→ Exercice 1: D'après le texte fourni, que les Est-Allemands répandaient-ils sur les routes en guise de produit antigel ?

→ Texte fourni:

Par un petit matin froid de février, je me réveille doucement, la tête encore embrumée, et surtout les membres engourdis par la nuit passée recroquevillé sur le siège de la VGL.  A l’extérieur sur le capot, l’adjudant-chef Michel S. prépare du café soluble. Je ne l’avais même pas entendu sortir de la voiture.  J’ouvre la portière et péniblement, fais deux pas dans la neige en m’étirant.

 

-          Alors la Colo ! Vous avez l’habitude de faire la grasse-mat au 1er ? dit-il en me tendant un quart de café brûlant.

 

Michel S., figure légendaire du 13e RDP et le verbe haut en couleur, avait l’habitude de « charrier » les sergents du 1er RPIMa, bien qu’il ait fait ses classes à la citadelle de Bayonne dans les années soixante.

En fait, Michel et moi nous nous connaissons depuis plusieurs années déjà. J’étais au départ affecté au bureau « documentation/renseignement » du 1er RPIMa et nous collaborions sur des dossiers de fond, afin d’étudier certaines unités soviétiques, en relation directe avec M. Louisin, la « mémoire vivante » du bureau rens. du CCFFA de Baden. A ce titre nous avions une réunion d’échange à peu près tous les six mois.

 

Le froid piquant du petit matin me réveille bien plus que le café. Les premières lueurs de l’aube sont là et il va falloir nous remettre en route. Depuis hier après-midi nous parcourons le « local », cette zone d’approximativement 60 Km autour de Berlin, en quête de tout indice sur les forces soviétiques.

Depuis quelques jours, il avait beaucoup neigé, plus de 80 cm par endroit, mais les axes principaux étaient parfaitement dégagés. Cependant depuis la veille, nous essayions autant que possible d’éviter les routes sur lesquelles les Est-Allemands avaient répandu du lisier de porc en guise de produit antigel. Cela produisait une sorte de boue marron nauséabonde sur la chaussée, qui se collait sur tout le sous-bassement de la voiture et générait une odeur pestilentielle difficile à supporter.

→ Liste extraite:
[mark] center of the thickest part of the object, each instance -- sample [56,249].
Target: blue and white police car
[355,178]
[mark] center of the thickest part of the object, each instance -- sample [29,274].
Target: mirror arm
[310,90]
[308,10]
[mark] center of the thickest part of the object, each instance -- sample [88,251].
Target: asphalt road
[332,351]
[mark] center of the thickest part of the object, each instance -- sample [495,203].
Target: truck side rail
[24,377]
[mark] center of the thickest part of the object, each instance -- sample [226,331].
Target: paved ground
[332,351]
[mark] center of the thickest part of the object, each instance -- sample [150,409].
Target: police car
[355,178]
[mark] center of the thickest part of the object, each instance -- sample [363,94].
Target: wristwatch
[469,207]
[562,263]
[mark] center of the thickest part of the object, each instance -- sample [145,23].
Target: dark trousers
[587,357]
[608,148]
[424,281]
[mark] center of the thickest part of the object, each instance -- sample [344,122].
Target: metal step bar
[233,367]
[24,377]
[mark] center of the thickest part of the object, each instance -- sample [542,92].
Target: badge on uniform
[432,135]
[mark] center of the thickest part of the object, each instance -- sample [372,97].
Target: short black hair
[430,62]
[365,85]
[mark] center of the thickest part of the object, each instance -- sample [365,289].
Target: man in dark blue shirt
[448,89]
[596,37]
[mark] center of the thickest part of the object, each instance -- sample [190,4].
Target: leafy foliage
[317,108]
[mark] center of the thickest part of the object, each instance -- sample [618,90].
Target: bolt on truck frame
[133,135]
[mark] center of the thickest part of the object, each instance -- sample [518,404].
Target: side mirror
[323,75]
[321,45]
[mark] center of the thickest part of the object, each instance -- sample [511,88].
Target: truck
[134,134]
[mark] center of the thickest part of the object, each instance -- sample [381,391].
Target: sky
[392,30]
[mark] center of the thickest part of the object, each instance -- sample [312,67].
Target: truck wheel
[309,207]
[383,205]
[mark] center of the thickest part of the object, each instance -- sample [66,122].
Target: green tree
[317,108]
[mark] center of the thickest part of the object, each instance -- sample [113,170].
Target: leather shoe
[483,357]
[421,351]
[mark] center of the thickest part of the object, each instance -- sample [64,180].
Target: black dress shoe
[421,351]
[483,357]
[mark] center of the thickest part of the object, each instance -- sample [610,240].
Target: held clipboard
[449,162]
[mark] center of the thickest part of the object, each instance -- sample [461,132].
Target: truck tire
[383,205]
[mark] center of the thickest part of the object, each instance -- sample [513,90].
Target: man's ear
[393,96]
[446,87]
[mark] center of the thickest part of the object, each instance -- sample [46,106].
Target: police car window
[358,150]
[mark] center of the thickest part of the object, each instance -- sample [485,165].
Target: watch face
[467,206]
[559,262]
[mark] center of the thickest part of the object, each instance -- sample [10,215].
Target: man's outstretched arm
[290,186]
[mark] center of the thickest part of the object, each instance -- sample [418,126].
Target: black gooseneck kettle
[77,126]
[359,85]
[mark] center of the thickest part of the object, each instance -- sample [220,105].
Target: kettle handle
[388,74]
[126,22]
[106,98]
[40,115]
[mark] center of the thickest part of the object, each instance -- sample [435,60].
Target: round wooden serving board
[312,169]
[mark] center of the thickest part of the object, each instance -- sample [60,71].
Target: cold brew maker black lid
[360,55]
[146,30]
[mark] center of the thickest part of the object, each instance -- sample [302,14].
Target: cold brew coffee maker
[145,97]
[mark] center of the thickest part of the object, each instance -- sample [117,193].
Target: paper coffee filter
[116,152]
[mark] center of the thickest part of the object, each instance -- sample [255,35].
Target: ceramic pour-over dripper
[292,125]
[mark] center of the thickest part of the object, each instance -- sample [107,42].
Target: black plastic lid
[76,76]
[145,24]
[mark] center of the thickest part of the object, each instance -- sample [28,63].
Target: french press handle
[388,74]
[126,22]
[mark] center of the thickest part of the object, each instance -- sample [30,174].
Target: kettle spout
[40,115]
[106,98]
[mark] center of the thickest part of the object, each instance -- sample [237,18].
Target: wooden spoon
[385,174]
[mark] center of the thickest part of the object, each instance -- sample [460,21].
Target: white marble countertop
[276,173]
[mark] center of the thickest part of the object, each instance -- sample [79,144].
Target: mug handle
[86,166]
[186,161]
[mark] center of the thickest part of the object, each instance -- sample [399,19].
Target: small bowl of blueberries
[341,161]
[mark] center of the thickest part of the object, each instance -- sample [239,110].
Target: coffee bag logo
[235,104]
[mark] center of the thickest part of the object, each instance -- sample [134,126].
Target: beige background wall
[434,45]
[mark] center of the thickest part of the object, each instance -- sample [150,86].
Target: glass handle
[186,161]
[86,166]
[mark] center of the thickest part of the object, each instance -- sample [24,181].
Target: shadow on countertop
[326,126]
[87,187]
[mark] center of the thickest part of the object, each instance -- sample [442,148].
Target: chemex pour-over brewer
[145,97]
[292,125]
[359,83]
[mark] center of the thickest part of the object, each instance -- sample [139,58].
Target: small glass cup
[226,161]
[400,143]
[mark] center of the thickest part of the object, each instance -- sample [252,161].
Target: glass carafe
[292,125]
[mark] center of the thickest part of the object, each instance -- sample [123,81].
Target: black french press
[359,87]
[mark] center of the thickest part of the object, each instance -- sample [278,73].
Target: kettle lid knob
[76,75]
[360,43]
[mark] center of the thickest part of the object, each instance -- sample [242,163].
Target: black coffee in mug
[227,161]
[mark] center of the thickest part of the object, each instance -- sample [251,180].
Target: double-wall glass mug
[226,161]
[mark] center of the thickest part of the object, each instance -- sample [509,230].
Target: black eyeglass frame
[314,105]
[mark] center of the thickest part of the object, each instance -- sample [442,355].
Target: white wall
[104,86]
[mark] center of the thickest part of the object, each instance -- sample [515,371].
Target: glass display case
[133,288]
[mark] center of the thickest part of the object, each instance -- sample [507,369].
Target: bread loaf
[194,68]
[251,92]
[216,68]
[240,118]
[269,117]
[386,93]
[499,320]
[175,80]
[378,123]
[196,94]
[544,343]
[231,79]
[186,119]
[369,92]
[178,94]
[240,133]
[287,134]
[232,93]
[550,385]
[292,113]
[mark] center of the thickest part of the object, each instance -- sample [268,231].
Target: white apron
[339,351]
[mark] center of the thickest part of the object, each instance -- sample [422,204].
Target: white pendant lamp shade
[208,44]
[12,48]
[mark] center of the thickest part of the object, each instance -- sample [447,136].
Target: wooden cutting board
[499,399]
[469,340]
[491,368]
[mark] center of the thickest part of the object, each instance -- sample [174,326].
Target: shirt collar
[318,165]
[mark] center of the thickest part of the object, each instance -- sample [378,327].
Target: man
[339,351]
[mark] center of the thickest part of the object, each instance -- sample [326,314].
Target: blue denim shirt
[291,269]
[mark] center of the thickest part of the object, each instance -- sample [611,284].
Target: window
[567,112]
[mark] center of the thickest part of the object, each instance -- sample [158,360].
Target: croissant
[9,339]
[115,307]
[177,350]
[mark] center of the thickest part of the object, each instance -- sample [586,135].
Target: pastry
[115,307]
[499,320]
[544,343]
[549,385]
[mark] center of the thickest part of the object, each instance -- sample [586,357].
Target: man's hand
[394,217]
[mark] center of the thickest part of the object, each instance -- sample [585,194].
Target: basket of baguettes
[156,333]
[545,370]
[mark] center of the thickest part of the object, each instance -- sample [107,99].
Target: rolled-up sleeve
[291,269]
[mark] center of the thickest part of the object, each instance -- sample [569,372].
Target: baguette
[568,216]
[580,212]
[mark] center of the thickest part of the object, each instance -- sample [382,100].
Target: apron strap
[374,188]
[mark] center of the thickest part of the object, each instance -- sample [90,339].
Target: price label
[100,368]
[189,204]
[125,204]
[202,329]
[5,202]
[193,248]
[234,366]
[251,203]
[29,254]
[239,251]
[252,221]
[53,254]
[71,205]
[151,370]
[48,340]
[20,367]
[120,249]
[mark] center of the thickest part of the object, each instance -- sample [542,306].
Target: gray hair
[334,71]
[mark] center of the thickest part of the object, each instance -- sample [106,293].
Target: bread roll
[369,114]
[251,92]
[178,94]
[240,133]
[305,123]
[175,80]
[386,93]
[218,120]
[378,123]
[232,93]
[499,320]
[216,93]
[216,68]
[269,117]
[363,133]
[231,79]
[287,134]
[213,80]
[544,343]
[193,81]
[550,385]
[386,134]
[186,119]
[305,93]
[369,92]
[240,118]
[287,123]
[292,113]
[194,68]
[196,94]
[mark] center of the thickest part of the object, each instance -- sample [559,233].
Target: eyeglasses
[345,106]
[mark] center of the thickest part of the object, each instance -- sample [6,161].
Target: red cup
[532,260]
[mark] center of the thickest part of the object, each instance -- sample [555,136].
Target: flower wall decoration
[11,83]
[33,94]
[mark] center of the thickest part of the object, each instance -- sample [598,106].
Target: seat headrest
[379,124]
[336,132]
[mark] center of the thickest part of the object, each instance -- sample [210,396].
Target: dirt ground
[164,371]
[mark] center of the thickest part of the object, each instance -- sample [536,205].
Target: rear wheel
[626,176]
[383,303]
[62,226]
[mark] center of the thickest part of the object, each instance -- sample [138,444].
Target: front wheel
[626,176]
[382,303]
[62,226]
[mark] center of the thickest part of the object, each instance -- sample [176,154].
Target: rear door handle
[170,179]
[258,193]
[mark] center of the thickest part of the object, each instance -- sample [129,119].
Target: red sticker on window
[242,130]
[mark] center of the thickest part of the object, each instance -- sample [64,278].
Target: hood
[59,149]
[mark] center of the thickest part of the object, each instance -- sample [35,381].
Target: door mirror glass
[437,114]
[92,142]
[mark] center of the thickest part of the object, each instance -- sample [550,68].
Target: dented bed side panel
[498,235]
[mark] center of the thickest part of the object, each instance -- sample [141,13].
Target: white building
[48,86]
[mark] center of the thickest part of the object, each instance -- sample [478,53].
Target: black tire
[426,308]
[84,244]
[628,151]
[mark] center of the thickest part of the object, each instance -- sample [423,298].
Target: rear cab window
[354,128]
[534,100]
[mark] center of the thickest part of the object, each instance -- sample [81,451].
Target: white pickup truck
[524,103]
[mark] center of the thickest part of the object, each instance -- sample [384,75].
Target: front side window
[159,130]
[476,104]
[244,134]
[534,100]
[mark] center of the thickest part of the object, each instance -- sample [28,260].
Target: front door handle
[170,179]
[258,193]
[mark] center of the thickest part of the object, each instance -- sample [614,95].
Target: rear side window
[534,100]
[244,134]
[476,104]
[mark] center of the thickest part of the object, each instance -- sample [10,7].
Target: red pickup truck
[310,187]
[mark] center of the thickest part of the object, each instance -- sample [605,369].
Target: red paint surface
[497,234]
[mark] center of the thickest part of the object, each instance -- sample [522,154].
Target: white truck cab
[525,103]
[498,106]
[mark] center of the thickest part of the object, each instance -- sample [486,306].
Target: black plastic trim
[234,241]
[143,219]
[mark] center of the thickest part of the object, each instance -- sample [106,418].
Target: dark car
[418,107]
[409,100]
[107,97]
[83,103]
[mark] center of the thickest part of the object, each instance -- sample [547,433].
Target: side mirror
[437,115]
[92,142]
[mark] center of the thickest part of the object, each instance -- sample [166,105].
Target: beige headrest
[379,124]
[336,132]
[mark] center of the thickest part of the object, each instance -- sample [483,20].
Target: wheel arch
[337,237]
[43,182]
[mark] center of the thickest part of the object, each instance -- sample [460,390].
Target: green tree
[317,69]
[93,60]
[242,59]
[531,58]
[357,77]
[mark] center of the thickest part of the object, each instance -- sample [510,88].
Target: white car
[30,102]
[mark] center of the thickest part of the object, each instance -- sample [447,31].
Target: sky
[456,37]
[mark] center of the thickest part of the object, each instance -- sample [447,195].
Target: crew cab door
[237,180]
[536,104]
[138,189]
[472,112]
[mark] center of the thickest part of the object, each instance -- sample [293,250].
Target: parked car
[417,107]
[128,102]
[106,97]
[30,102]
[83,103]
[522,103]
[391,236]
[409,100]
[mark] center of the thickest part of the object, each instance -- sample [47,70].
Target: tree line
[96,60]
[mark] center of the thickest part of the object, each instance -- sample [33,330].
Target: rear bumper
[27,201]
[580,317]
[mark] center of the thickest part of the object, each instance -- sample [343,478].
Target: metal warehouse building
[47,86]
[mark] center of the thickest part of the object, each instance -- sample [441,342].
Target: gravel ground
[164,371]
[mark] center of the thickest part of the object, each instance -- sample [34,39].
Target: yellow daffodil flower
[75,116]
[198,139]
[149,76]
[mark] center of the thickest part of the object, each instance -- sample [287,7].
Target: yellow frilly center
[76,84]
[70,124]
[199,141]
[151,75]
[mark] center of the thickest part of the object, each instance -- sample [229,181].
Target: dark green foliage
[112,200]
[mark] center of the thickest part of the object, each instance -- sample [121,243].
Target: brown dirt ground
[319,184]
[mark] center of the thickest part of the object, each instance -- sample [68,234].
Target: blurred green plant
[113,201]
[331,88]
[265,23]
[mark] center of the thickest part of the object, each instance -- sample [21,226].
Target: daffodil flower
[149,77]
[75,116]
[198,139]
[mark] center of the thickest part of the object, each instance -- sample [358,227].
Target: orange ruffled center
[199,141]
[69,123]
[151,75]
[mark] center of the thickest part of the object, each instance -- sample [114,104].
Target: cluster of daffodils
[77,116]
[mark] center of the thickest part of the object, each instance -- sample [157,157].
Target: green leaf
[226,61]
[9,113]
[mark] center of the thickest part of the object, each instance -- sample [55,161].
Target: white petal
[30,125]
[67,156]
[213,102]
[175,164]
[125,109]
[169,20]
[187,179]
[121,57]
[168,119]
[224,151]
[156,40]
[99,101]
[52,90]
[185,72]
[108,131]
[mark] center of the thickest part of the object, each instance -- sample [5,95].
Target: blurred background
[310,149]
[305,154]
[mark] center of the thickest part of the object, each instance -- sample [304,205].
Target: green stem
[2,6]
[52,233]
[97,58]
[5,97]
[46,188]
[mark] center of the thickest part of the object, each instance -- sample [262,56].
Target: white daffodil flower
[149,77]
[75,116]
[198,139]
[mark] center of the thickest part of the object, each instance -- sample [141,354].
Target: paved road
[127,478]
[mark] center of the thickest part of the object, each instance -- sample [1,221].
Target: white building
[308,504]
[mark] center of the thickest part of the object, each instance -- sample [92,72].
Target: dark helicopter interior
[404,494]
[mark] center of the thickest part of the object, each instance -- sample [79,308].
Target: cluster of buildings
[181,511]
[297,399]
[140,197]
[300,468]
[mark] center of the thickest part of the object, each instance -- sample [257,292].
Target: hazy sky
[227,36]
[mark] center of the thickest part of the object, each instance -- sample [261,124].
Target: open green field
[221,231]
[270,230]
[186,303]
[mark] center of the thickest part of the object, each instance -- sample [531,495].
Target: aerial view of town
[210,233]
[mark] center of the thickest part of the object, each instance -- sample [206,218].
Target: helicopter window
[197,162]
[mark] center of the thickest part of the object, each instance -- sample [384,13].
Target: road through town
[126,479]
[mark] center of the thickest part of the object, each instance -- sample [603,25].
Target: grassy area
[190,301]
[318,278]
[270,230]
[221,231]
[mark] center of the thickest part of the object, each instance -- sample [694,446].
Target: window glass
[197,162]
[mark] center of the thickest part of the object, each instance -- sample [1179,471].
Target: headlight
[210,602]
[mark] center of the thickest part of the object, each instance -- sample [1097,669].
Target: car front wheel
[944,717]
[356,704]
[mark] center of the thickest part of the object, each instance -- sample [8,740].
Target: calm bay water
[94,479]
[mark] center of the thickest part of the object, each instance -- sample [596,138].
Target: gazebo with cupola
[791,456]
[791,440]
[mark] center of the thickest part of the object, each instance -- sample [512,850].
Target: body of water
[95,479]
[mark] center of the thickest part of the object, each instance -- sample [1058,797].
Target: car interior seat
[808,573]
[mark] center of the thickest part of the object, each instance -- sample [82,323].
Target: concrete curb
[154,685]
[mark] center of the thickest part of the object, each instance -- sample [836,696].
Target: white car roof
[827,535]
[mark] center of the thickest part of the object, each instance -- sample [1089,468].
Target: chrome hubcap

→ Exercice 2: Relevez toutes les lignes de la liste contenant la chaîne « small » et recopiez-les ; la casse compte.

→ Résultat de l'exercice 1: Du lisier de porc.

→ Résultat de l'exercice 2:
Target: small bowl of blueberries
Target: small glass cup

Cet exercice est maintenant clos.